━━━ Kaynak metin ━━━
Sosyal güvenlik sisteminde yapılan değişikliklerin işçi ve emekçilerden yana adil bir eşitlenme olması için en yüksek ortak paydada eşitlenmenin sağlanması gerekirken, Türkiyede sosyal güvenlik finansman açıklarının kapatılması hedefi nedeniyle söz konusu “eşitlenme” en düşük ortak paydada yapılmıştır.
Sosyal güvenlik sisteminde yapılan değişiklikle Emekli Sandığı, SSK ve Bağ-Kur emeklilerine ödenen emekli maaşı bağlama oranları kademeli olarak düşürülmüş ve bu şekilde sistemin açıklarının kapatılacağı iddia edilmiştir. Yapılan değişiklikler iddia edilen sonuçları vermemiş, sosyal güvenlik sistemi açıkları her yıl katlanarak artmayı sürdürmüştür.
Reform olarak iddia edilen düzenlemenin hedefi, tüm emeklilere çalışırken aldıkları maaşın sadece % 50sini ödeyen bir sosyal güvenlik sistemi oluşturmak olmuştur. Bu uygulamanın en önemli sonucu, kamu emekçilerini bireysel emeklilik sistemlerine katılmaya zorlamak, böylece kamu emeklilik sistemini işlevsiz kılarak, bireysel emeklilik sistemlerini güçlendirmektir.
Hükümetin bugünkü sosyal güvenlik anlayışı, emekçilere emeklilikte olabildiğince az gelir sağlanması daha fazla emeklilik geliri isteyen varsa bunun da özel sigortalar aracılığıyla bireysel emeklilik yöntemiyle kişinin kendisinin çözmesidir.
Ülkemizde sosyal güvenlik politikalarında bunlar yaşanırken, bütün halk kesimlerine hizmet vermeye çalışan SGK emekçilerinin çalışma koşulları da her geçen gün kötüleşmektedir.
━━━
Verilen görev A: Sosyal güvenlik metnine göre reform olarak sunulan düzenleme, tüm emeklilere çalışırken aldıkları maaşın ne kadarını ödeyen bir sistem kurmayı hedeflemiştir?
Verilen görev B: Sosyal güvenlik metninde "Sosyal güvenlik sisteminde yapılan değişiklikle Emekli" ile başlayıp "katlanarak artmayı sürdürmüştür." ile biten bölümü aynen yeniden yazın.
Verilen görev C: Sosyal güvenlik politikalarını ele alan metni son cümlesinden sonra devam ettirin.
━━━ Veri kümesi kayıtları ━━━
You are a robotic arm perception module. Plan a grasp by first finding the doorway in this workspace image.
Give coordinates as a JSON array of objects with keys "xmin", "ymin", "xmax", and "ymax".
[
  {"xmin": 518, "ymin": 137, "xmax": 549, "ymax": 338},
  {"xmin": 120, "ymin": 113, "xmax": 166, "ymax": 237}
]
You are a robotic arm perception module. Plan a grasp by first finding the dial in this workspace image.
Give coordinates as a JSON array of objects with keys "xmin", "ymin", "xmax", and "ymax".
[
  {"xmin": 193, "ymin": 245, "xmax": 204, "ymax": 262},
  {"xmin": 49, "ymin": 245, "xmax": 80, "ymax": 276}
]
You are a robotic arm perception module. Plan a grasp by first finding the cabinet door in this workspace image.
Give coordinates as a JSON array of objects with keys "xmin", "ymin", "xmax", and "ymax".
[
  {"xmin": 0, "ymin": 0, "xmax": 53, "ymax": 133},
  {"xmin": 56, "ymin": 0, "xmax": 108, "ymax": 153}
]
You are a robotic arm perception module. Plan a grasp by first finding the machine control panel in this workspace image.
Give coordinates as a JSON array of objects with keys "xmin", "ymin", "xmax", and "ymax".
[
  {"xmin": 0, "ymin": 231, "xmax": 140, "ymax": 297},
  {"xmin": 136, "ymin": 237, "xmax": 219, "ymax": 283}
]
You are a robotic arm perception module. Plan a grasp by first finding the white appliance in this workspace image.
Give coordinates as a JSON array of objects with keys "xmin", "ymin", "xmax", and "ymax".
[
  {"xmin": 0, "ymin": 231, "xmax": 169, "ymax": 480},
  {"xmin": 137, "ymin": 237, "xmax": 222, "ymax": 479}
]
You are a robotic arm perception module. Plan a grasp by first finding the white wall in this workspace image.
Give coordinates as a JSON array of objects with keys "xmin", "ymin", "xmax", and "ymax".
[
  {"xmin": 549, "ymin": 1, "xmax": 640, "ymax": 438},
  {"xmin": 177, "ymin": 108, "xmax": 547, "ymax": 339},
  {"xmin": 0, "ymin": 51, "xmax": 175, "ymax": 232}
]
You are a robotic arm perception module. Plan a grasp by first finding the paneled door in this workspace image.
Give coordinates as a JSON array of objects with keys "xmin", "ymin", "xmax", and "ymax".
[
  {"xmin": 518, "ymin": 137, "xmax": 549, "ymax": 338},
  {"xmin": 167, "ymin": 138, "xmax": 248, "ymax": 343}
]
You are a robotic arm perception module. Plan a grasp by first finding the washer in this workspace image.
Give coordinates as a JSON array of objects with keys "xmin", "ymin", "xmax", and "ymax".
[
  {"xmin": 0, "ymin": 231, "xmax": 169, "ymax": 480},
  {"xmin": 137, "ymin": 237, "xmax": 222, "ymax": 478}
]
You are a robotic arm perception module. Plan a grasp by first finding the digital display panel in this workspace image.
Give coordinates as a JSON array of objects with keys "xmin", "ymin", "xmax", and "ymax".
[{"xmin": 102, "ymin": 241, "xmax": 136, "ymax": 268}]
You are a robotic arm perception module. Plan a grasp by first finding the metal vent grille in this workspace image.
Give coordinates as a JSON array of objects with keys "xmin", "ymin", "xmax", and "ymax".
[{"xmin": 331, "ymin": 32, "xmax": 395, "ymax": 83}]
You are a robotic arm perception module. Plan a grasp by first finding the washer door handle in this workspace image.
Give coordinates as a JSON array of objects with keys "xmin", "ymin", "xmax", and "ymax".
━━━
Çıktı A: Çalışırken aldıkları maaşın sadece yüzde 50'sini.

Çıktı B:
Sosyal güvenlik sisteminde yapılan değişiklikle Emekli Sandığı, SSK ve Bağ-Kur emeklilerine ödenen emekli maaşı bağlama oranları kademeli olarak düşürülmüş ve bu şekilde sistemin açıklarının kapatılacağı iddia edilmiştir. Yapılan değişiklikler iddia edilen sonuçları vermemiş, sosyal güvenlik sistemi açıkları her yıl katlanarak artmayı sürdürmüştür.

Çıktı C:
666 sayılı Kanun Hükmünde Kararname ile ikramiyelerimizin kaldırılmasından sonra yılbaşından bu yana fazla mesai ücretlerimiz de gasp edilmiştir. Yine hükümetin gündeminde performans uygulamaları, iller arası rotasyon ve iş güvencemizin kaldırılmasına ilişkin yasal düzenlemelere ilişkin hummalı bir çalışmanın sürdürüldüğü bir dönemde SGK haftası kutlanıyor…
Artık yeter diyoruz; insanca yaşam ve çalışma koşullarından giderek uzaklaştırılan, çalışma koşulları her geçen gün daha da ağırlaştırılan SGK emekçilerine işe giriş çıkışlarda turnikeler ve yüz okumalar, çalışma ortamlarının da kameralarla denetlenerek haksız ve hukuka aykırı muamelelere maruz bırakılan SGK emekçileri artık yeter diyor!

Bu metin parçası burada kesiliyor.